## Task item
Filter the records for lines holding the string "instance".

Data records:
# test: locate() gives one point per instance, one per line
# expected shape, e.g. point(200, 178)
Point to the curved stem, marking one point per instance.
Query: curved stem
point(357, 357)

## Written answer
# test: locate() gives one point per instance, one per line
Point to the curved stem, marking one point per instance.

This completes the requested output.